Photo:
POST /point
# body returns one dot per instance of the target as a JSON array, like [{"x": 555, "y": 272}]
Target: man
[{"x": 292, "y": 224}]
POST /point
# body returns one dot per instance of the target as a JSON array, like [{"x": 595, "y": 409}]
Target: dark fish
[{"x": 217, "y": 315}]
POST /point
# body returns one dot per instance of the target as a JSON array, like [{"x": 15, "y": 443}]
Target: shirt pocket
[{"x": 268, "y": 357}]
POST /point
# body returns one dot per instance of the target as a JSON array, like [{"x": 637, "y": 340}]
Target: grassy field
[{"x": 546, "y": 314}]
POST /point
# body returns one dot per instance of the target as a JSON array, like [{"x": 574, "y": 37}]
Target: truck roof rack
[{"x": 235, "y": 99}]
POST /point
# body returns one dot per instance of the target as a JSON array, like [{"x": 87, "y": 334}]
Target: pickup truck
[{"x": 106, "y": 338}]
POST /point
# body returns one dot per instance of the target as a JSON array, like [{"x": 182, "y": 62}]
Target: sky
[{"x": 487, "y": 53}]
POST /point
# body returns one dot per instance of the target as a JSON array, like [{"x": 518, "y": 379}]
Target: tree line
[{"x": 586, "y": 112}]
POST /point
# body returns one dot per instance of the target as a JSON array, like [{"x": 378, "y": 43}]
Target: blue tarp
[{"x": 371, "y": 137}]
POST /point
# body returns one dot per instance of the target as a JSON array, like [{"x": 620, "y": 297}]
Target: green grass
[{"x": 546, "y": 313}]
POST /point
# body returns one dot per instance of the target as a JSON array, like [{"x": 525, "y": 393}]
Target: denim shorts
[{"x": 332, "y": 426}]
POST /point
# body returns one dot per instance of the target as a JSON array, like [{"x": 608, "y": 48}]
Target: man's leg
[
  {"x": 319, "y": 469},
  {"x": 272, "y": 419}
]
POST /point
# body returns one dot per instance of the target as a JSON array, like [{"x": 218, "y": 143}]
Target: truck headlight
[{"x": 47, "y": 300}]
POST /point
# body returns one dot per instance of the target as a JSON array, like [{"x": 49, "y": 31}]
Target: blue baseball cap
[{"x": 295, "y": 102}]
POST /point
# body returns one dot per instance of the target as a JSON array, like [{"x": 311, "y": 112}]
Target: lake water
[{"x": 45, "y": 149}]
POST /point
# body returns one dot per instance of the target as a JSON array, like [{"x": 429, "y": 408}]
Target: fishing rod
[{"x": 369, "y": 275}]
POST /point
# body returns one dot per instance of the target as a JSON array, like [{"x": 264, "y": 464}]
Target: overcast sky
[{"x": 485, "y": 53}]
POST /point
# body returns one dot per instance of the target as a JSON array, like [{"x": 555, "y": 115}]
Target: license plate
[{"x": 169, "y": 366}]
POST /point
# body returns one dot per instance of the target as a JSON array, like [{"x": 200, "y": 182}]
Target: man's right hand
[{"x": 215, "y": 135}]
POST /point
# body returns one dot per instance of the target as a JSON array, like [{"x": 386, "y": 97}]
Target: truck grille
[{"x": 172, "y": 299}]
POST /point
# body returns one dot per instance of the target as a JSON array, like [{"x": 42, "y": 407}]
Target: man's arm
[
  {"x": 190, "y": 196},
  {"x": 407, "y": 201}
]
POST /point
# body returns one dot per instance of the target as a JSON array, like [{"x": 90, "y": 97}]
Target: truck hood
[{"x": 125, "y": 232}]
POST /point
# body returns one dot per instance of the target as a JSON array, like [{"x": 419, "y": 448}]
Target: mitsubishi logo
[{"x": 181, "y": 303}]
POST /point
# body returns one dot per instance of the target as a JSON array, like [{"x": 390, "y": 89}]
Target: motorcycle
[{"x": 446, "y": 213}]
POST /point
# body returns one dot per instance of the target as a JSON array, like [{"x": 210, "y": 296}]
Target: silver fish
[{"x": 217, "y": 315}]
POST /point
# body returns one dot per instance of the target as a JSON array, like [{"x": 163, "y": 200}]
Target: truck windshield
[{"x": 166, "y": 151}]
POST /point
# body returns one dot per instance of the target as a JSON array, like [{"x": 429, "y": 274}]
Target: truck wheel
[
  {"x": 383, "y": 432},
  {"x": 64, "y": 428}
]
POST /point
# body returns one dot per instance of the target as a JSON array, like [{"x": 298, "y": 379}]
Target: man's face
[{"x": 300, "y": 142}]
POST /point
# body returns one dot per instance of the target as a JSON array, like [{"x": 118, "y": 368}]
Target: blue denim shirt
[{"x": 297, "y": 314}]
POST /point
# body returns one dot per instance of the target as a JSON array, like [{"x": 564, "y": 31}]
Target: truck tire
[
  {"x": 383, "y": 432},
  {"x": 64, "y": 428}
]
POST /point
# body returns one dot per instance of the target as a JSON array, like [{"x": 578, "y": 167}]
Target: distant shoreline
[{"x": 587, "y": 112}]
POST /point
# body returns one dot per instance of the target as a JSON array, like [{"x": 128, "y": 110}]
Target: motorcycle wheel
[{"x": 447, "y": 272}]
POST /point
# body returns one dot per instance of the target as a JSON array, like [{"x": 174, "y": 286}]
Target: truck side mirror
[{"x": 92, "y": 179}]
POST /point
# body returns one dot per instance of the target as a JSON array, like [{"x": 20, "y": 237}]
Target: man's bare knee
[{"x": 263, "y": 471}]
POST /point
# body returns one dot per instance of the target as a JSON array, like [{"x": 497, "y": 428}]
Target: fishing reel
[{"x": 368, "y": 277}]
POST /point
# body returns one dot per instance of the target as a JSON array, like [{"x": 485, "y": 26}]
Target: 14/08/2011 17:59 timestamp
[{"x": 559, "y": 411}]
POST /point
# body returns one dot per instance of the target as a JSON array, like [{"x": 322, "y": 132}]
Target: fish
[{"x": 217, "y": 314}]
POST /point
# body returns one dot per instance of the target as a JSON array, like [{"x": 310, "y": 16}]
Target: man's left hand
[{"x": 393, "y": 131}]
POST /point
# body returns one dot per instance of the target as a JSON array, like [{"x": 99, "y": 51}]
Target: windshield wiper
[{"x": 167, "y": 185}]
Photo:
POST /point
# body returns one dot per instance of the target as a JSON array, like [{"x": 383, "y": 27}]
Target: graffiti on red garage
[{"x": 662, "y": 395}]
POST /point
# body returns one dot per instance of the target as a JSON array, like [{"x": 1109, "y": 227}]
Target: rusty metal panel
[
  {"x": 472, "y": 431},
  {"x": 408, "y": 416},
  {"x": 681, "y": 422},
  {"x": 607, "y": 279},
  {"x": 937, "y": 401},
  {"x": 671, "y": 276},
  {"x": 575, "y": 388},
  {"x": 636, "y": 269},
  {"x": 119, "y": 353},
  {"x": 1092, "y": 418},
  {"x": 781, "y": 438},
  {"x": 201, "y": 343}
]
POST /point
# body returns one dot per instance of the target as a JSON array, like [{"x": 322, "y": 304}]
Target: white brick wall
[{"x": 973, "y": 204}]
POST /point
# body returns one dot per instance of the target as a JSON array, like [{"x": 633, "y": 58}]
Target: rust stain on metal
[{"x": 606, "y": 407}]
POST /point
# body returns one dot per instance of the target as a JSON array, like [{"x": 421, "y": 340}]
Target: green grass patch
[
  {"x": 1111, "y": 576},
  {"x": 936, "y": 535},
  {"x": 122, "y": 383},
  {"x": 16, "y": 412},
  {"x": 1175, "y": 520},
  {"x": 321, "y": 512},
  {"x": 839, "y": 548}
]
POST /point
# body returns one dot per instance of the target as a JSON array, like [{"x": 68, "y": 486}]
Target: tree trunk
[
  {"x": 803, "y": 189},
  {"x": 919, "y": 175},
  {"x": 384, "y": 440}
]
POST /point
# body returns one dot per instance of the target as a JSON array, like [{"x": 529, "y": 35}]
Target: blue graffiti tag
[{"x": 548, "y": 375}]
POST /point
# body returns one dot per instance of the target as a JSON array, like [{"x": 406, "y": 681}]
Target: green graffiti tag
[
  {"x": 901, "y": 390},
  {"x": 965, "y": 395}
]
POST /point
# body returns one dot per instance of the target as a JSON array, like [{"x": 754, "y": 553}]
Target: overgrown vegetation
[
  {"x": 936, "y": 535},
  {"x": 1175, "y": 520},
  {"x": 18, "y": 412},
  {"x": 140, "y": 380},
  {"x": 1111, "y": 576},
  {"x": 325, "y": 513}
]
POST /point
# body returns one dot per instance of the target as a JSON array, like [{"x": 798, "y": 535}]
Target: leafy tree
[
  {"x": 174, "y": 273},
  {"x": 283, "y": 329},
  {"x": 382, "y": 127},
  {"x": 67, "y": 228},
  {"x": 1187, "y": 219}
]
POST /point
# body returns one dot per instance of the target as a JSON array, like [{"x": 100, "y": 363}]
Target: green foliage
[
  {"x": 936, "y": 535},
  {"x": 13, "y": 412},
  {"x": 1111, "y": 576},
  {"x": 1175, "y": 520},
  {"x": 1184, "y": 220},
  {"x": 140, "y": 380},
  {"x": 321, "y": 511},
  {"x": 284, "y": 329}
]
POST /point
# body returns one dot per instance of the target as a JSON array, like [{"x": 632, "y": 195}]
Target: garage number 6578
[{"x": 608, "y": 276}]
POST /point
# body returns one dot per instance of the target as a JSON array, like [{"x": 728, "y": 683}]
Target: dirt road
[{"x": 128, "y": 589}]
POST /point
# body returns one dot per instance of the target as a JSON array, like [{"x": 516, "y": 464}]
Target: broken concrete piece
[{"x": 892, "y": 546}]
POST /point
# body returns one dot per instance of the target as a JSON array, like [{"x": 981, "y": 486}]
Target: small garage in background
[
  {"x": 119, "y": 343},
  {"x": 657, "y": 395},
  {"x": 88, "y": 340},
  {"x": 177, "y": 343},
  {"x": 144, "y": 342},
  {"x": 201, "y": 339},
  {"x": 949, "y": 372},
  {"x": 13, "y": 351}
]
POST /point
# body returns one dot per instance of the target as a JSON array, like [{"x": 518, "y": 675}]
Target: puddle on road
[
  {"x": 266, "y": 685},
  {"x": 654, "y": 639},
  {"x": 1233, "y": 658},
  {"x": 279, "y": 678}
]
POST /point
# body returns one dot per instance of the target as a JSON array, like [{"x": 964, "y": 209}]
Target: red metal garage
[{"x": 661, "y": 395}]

___

* **INSTRUCTION**
Please count the lines in the records above that contain the string "fishing" with matching case, and reply with only the number.

* **ANSWER TO THE EXERCISE**
2